◆ TASK BRIEF
Translate this sentence from the text about the DPT service trips below into Spanish: "The St. Michaels School is a small, non-profit facility that has been providing education to physically and mentally handicapped children up to age 21 since 1970."

◆ TEXT SHOWN
---
DPT students taking in the view at the summit of Volcán Pacaya.
DPT students enjoying their time in Morazan, El Progreso, Guatemala.
Ryan Lumia, DPT class of 2018, spending quality time with a child at the Gualan Nutrition Clinic.
PT department chair, Peter Leininger, alumnae Niko Manetti, and current DPT students at the Kevin O'Halloran Physical Therapy clinic.
Heather Derenick, class of 2018, helping a child prractice fine motor skills at the Gualan Nutrition Clinic.
This winter intercession break, University of Scranton DPT faculty and students from the DPT and Exercise Science departments ventured on a service trip to St. Michaels, AZ. This trip provided clinical hands on experience, but also an opportunity for immersion into the Navajo culture through storytelling, a weaving demonstration, and participation in a sweat lodge prayer ceremony. Volunteering began at SMASE (St. Michael’s Association for Special Education) where students worked with children and young adults with disabilities ranging from moderate to severe.
The St. Michaels School is a small, non-profit facility that has been providing education to physically and mentally handicapped children up to age 21 since 1970. Vocational agricultural, Culture, Daily Living Skills and Therapy programs are provided for the children. An adult education program is also provided. This year Scranton graduate Mary Longest’15 is volunteering at St. Michael’s through the Mercy Volunteer Corps. While not at SMASE, students and faculty volunteered at the Good Shepherd Mission and also were able to visit the 4 Corners Monument and Canyon de Chelly.
“During my time on the Navajo reservation my outlook on life and on my future career as a Physical Therapist changed forever. The humility and gratitude shown among the Navajos, and their ability to share immensely with outsiders has impacted me greatly. I look forward to learning more about the Navajo culture in hopes that one day, when licensed, I can return and provide the reservation with medical care through the integration of modern medicine and traditional Navajo teachings.”
---
◆ SUPPLIED DATA
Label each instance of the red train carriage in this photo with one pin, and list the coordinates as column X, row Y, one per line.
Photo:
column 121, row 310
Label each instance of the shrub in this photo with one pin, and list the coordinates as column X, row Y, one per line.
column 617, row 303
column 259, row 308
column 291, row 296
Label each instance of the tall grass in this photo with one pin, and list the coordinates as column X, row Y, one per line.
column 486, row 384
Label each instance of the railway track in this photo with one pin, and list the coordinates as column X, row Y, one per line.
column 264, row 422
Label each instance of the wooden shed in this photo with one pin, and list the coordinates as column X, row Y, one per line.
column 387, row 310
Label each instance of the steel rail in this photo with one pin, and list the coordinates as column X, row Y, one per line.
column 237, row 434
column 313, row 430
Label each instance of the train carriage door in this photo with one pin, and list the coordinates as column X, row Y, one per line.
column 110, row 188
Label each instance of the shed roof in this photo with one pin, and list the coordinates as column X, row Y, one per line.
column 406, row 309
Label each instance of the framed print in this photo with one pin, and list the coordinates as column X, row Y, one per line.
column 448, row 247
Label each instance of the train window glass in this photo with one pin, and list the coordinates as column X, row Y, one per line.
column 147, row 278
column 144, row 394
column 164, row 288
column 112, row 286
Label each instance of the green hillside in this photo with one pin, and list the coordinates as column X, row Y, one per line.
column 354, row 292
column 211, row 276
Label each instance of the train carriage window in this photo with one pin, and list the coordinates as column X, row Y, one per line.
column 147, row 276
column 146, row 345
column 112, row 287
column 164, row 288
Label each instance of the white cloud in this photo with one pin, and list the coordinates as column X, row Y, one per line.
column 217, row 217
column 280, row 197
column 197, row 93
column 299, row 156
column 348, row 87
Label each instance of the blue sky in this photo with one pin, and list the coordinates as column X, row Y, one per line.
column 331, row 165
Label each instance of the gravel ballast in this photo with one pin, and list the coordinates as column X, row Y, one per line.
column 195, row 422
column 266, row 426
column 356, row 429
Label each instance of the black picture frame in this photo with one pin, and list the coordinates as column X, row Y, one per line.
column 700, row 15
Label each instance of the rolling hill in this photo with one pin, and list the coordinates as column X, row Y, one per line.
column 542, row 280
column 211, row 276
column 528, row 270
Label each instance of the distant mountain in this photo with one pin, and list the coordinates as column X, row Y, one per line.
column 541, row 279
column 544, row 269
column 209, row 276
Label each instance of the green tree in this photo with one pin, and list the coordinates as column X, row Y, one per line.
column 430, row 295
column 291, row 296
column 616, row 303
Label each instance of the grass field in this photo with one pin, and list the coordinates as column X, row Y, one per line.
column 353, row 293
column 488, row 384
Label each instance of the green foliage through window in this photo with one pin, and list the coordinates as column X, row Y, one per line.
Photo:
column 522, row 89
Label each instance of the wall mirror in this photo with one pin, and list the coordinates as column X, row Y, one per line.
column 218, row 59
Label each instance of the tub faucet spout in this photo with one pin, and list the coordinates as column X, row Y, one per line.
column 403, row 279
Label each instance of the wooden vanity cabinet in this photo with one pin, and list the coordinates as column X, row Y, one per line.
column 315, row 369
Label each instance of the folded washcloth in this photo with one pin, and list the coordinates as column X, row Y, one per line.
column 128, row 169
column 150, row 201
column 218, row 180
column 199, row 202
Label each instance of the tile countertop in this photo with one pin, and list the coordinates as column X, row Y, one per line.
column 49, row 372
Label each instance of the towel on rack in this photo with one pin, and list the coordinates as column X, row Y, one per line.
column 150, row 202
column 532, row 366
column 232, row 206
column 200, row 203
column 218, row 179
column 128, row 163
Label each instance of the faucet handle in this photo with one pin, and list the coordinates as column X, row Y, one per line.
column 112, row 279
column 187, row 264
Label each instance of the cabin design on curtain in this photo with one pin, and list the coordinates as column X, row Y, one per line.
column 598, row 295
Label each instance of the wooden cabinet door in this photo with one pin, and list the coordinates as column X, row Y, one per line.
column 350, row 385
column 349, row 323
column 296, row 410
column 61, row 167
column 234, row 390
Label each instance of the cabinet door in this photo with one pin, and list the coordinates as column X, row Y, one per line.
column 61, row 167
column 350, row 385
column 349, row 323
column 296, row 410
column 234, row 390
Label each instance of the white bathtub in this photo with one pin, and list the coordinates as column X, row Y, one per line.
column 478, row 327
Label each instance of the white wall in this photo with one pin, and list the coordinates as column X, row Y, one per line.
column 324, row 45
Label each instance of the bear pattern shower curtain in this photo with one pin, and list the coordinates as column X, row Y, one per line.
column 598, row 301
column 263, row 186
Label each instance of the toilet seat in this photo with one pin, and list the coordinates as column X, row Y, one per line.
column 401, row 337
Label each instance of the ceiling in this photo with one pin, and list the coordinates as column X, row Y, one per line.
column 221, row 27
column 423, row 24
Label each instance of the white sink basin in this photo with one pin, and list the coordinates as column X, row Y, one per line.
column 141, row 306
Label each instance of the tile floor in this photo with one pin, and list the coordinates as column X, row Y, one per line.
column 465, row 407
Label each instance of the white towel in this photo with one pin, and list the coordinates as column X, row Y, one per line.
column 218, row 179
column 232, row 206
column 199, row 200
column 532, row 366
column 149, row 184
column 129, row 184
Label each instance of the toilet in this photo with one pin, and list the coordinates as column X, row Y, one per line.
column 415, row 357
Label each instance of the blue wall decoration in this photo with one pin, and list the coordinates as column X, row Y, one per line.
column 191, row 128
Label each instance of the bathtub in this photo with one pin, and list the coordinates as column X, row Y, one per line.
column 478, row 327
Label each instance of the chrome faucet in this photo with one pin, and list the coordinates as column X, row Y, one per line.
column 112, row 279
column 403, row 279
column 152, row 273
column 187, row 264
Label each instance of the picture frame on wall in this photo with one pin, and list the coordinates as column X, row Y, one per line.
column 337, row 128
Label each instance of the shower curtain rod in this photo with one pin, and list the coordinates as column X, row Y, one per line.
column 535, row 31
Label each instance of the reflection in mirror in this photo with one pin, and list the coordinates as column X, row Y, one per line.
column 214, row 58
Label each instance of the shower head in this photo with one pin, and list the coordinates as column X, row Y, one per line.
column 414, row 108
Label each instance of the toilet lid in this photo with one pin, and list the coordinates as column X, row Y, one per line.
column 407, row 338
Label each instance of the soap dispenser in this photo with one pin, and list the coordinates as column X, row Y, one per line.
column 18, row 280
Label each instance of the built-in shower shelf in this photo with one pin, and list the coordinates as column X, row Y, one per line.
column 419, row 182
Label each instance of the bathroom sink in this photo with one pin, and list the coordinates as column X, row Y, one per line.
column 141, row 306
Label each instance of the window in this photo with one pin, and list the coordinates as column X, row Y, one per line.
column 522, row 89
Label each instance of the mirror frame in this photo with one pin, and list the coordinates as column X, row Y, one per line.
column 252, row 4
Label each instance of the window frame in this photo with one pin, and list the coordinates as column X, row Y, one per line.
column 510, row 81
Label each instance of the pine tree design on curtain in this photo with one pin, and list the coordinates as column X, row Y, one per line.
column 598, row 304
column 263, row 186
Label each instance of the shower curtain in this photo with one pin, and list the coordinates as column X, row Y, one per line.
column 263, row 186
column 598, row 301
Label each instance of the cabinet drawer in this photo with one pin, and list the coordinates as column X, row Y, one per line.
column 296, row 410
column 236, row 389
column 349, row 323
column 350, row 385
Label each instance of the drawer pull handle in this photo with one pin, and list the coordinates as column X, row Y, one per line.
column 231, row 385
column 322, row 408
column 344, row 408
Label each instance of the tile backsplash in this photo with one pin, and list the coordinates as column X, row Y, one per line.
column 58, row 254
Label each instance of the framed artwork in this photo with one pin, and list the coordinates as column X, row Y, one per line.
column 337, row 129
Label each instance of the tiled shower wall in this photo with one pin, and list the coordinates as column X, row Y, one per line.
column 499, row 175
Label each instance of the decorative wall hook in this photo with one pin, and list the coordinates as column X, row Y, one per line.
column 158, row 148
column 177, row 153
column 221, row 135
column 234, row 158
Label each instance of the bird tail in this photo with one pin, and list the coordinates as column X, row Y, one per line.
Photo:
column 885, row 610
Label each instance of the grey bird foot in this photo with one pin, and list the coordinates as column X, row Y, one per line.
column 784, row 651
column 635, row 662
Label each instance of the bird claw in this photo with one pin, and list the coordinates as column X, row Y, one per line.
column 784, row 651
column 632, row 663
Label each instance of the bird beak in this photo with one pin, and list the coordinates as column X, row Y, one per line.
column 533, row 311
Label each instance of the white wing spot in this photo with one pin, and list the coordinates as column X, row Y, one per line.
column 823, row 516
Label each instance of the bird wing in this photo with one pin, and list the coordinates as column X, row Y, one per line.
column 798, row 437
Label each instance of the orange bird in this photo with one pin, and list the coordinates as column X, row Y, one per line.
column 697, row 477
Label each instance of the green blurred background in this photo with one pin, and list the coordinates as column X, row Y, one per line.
---
◆ REPLY TO THE EXERCISE
La St. Michaels School es un centro pequeño y sin fines de lucro que desde 1970 ofrece educación a niños con discapacidades físicas y mentales de hasta 21 años.